» Dataset extract:
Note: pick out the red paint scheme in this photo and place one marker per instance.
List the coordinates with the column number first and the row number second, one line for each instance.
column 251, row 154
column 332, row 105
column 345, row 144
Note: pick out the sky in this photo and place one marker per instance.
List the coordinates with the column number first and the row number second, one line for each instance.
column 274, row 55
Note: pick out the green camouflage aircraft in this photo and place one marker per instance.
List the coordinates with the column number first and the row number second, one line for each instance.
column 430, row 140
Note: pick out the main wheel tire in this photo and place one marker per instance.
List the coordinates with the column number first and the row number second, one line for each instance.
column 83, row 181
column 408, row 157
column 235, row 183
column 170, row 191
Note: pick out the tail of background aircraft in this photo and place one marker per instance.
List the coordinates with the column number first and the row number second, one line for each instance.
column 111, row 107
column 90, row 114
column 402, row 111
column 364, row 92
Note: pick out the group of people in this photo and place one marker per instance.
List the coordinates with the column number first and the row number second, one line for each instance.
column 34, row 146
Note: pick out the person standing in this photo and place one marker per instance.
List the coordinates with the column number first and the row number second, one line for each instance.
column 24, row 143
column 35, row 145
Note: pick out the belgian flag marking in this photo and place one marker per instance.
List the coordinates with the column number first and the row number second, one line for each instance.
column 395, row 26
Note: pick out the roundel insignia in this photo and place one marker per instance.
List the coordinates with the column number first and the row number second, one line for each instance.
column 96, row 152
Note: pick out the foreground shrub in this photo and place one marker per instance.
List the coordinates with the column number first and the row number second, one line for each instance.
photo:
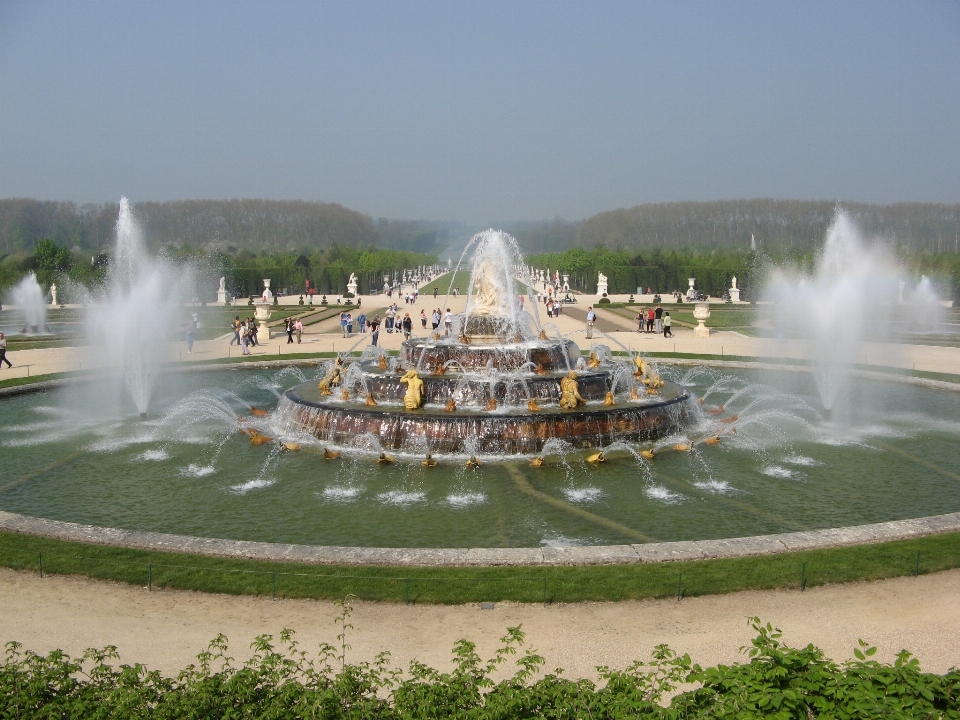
column 776, row 682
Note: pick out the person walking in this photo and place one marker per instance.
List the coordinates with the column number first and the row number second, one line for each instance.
column 3, row 352
column 236, row 331
column 244, row 339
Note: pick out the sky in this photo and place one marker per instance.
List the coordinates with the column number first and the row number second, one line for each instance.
column 480, row 112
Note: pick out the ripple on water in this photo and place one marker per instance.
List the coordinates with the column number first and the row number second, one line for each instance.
column 194, row 470
column 658, row 492
column 778, row 471
column 337, row 493
column 583, row 495
column 719, row 487
column 401, row 497
column 802, row 460
column 460, row 500
column 153, row 455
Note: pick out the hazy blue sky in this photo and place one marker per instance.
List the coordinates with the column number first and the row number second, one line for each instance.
column 480, row 111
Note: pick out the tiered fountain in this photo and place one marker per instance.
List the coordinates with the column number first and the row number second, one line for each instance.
column 498, row 384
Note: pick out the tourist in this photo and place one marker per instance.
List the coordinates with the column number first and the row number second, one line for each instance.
column 244, row 339
column 3, row 352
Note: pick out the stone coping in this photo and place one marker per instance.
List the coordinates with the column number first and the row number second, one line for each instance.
column 489, row 557
column 479, row 557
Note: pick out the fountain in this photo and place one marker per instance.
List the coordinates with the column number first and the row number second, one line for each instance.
column 472, row 392
column 128, row 323
column 28, row 295
column 849, row 298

» Problem: Extract every line above verbatim, and leave the pictures out of your answer.

» Response to this exercise:
Note: pick out the red paint scheme in this photo and place one marker per instance.
List the coordinates with the column number first and the row number second, one line for each instance.
column 251, row 154
column 332, row 105
column 345, row 144
Note: pick out the sky in this photo and place one marker per instance.
List the coordinates with the column number first and the row number second, one line for each instance.
column 274, row 55
Note: pick out the green camouflage aircraft in this photo and place one marker per instance.
List the coordinates with the column number first and the row number second, one line for each instance.
column 430, row 140
Note: pick out the main wheel tire in this photo and place one marker per instance.
List the coordinates with the column number first and the row number second, one line for each instance.
column 83, row 181
column 408, row 157
column 235, row 183
column 170, row 191
Note: pick out the tail of background aircraft in this photo and place one marker per instance.
List the coordinates with the column number first and the row number second, one line for each instance.
column 111, row 107
column 90, row 114
column 402, row 111
column 364, row 92
Note: pick out the group of people in this photo and place one marker per instance.
List the coordinates with the column number first and the row number second, one line for each instance.
column 34, row 146
Note: pick out the person standing in this photo and place one marker per instance.
List the coordinates with the column number first and the row number second, one line for each instance.
column 24, row 143
column 35, row 145
Note: pick out the belgian flag marking in this photo and place one marker per instance.
List the coordinates with the column number first and the row number second, one line for each instance.
column 395, row 26
Note: pick out the roundel insignia in this photo and place one marker per instance.
List the coordinates with the column number first and the row number second, one line for each instance.
column 96, row 152
Note: pick out the foreground shrub in this photo and place one marker per instance.
List the coordinates with the column number first and the row number second, one line for each instance.
photo:
column 776, row 682
Note: pick out the person walking in this photo and place one marker per instance.
List the coordinates with the column number first and the row number second, one line for each instance.
column 3, row 352
column 236, row 331
column 244, row 339
Note: pick out the sky in this photo and place one marker per instance.
List the coordinates with the column number first and the row number second, one line for each instance.
column 480, row 112
Note: pick out the ripple on water in this photo and place one marker per instance.
List the coordinates with the column number first and the row number second, one line for each instance.
column 194, row 470
column 658, row 492
column 778, row 471
column 337, row 493
column 583, row 495
column 719, row 487
column 401, row 497
column 802, row 460
column 460, row 500
column 153, row 455
Note: pick out the hazy blue sky in this photo and place one marker per instance.
List the coordinates with the column number first and the row number second, one line for each instance.
column 480, row 111
Note: pick out the tiered fountain in this photo and place one marker per instance.
List the coordinates with the column number first and the row number second, one line for each instance.
column 498, row 384
Note: pick out the tourist in this photo and place one marker per instance.
List the coordinates with the column number first and the row number second, one line for each instance.
column 244, row 339
column 3, row 352
Note: pick out the stone coping in this photo and place one marker per instance.
List the coordinates with the column number first and the row number second, one line for each instance.
column 489, row 557
column 479, row 557
Note: pick out the fountain in this photo and place one marker per instance.
List the coordinates with the column number first and the row number second, one line for each instance.
column 472, row 392
column 128, row 323
column 28, row 295
column 849, row 298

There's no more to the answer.